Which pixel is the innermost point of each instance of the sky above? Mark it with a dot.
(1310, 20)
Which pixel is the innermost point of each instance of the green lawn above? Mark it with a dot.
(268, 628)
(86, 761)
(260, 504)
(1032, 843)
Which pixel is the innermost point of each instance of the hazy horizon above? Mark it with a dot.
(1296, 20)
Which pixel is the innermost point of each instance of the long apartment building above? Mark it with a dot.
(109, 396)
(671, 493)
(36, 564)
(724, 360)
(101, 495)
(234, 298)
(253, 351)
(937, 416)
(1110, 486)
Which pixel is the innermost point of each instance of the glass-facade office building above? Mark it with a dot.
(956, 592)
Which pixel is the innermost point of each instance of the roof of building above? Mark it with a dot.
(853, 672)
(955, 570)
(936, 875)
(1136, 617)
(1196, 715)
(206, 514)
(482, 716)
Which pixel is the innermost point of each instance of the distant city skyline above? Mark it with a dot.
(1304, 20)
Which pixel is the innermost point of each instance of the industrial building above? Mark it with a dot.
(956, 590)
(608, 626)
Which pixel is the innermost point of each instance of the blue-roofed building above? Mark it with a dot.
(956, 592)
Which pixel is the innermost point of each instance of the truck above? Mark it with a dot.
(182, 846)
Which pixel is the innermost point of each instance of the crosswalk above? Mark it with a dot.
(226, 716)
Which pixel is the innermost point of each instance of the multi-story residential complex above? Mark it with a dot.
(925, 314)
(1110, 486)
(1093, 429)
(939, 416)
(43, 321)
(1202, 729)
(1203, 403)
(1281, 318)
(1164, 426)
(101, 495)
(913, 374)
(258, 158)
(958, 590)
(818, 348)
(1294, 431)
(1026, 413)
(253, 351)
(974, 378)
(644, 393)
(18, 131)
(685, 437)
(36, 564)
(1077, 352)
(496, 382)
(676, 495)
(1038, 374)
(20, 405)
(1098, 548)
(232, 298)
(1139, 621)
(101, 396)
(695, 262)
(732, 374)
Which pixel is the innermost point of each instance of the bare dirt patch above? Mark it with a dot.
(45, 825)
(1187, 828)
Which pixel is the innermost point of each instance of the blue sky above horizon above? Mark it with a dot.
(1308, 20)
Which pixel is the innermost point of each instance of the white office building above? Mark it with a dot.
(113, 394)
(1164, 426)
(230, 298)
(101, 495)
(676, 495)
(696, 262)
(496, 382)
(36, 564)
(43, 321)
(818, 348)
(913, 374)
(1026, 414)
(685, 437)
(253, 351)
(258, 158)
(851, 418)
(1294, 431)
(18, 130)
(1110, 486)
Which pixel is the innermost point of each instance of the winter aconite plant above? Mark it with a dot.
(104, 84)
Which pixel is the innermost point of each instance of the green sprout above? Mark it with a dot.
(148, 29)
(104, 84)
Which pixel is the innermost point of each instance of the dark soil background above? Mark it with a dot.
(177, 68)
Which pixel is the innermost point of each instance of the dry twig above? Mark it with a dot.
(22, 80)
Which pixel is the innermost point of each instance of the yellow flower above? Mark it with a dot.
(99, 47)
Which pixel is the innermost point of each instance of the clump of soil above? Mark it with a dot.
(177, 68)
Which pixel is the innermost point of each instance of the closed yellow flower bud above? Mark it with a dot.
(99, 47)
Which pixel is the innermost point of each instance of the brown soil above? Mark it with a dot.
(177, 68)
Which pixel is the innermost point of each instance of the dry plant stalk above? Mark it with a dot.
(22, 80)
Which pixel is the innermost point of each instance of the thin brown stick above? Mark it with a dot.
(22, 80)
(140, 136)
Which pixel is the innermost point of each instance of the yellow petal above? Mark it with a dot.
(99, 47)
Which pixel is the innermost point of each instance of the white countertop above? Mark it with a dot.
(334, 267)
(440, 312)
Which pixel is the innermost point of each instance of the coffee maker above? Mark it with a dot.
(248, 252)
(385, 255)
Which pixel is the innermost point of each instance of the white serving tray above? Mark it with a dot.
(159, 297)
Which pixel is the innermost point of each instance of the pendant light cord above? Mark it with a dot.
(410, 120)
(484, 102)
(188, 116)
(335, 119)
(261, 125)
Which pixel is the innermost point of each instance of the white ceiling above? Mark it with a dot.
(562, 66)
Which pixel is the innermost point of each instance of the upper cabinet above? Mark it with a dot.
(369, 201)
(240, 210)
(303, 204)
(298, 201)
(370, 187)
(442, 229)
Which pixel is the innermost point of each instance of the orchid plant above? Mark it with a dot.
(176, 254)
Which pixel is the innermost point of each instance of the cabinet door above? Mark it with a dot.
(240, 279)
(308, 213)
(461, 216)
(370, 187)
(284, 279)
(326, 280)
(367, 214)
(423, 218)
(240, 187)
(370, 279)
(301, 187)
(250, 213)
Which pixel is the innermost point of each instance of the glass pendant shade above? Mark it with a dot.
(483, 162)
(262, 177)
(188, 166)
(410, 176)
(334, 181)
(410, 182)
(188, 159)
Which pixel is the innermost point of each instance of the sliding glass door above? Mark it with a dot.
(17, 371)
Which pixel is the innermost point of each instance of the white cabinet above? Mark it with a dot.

+ + + +

Your task is to retype the records above exactly.

Which pixel is the innermost point of each instance of the sky above? Mark it with a dot.
(1310, 20)
Which pixel is the innermost point of each instance of the green lawn above? Mark it with a dot.
(268, 628)
(86, 761)
(260, 504)
(1032, 843)
Which pixel is the innermost point of each instance of the hazy horizon above? Mark it with a dot.
(1296, 20)
Which pixel is the innermost point of each instance of the long apartment building above? Mark it with a dot.
(109, 396)
(671, 493)
(36, 564)
(724, 360)
(101, 495)
(234, 298)
(253, 351)
(937, 416)
(1110, 486)
Which pixel is the innermost point of each instance of the glass-facade office building above? Mark it with a dot.
(956, 592)
Which pixel is the innermost point of each instance of the roof of building above? Mark it with a dot.
(853, 672)
(955, 570)
(936, 875)
(1136, 617)
(1196, 715)
(206, 514)
(482, 716)
Which pixel is the innermost point of each instance of the distant city skyline above? Mark it with a dot.
(1304, 20)
Which pixel is the innermost point of each instance of the industrial building above? Mark it with a dot.
(956, 590)
(608, 626)
Which pixel is the innermost point of each instance of the blue-roofed building above? Mark it with a dot.
(956, 592)
Which pixel is the innermost point of each instance of the truck above? Mark it with a dot.
(182, 846)
Which pixel is the innermost point of each instance of the crosswalk above? Mark it with a dot.
(226, 716)
Which pixel is the innermost point of each instance of the multi-story residential complex above? Mark it with a dot.
(925, 314)
(1110, 486)
(1093, 429)
(939, 416)
(43, 321)
(1202, 729)
(1203, 403)
(1281, 318)
(1164, 426)
(101, 495)
(913, 374)
(258, 158)
(958, 590)
(818, 348)
(1294, 431)
(1026, 413)
(253, 351)
(974, 378)
(644, 393)
(18, 131)
(685, 437)
(36, 564)
(1077, 352)
(496, 382)
(676, 495)
(1038, 374)
(20, 405)
(1098, 548)
(232, 298)
(1139, 621)
(101, 396)
(695, 262)
(732, 374)
Which pixel is the innermost point of each instance of the bare dirt patch above? Mark it with a dot.
(45, 825)
(1187, 828)
Which pixel is the innermost point of each instance of the blue sky above horizon above? Mark it with a dot.
(1308, 20)
Which pixel is the innermost point of each instance of the white office building above? Mark it with a dot.
(113, 394)
(1164, 426)
(230, 298)
(101, 495)
(676, 495)
(696, 262)
(496, 382)
(36, 564)
(43, 321)
(818, 348)
(913, 374)
(1026, 414)
(685, 437)
(253, 351)
(258, 158)
(851, 418)
(1294, 431)
(18, 130)
(1110, 486)
Which pixel is the innermost point of each instance of the winter aconite plant above? Mark it with a dot.
(104, 84)
Which pixel is the innermost point of each instance of the green sprout above? Mark it with a dot.
(148, 29)
(104, 84)
Which pixel is the innermost point of each instance of the dark soil background above? Mark it with a dot.
(177, 68)
Which pixel is the innermost point of each instance of the dry twig above? Mark it with a dot.
(22, 80)
Which pixel is the innermost point of each instance of the yellow flower above? Mark it with a dot.
(99, 47)
Which pixel is the innermost point of each instance of the clump of soil above? Mark it with a dot.
(177, 68)
Which pixel is the innermost point of each instance of the closed yellow flower bud above? Mark it with a dot.
(99, 47)
Which pixel is the innermost point of each instance of the brown soil above? Mark it with a dot.
(177, 68)
Which pixel is the innermost point of each instance of the dry plant stalk above? Mark it with a dot.
(22, 80)
Which pixel is the innermost point of each instance of the thin brown stick above? Mark it with a dot.
(22, 80)
(140, 136)
Which pixel is the innermost point of each instance of the yellow petal above? Mark it with a dot.
(99, 47)
Which pixel is the innermost point of each instance of the white countertop above? Mark it with a dot.
(334, 267)
(440, 312)
Which pixel is the innermost point of each instance of the coffee maker above? Mark it with a dot.
(248, 252)
(385, 255)
Which pixel is the innermost point of each instance of the white serving tray above? Mark it with a dot.
(159, 297)
Which pixel is the innermost point of each instance of the pendant light cord above? Mark it with a dot.
(410, 120)
(484, 102)
(188, 116)
(335, 119)
(261, 125)
Which pixel is the innermost point of each instance of the white ceiling above? Mark it with a dot.
(562, 66)
Which pixel is the innermost point of each instance of the upper cabinet above? Mark it with a dot.
(369, 201)
(240, 210)
(303, 204)
(298, 201)
(370, 187)
(442, 229)
Which pixel is the innermost point of each instance of the orchid plant above? Mark it with a dot.
(176, 254)
Which pixel is the innermost point of each instance of the cabinet door above? Mark it with a dot.
(240, 279)
(308, 213)
(461, 216)
(370, 187)
(284, 279)
(326, 280)
(367, 214)
(423, 218)
(240, 187)
(370, 279)
(301, 187)
(250, 213)
Which pixel is the innermost point of each instance of the glass pendant shade above? Mark it with a dot.
(483, 162)
(262, 177)
(188, 166)
(410, 176)
(334, 181)
(410, 182)
(188, 159)
Which pixel is the innermost point of each instance of the sliding glass door above? Mark it with a dot.
(17, 371)
Which pixel is the innermost point of each instance of the white cabinet above? Mark it with a dot.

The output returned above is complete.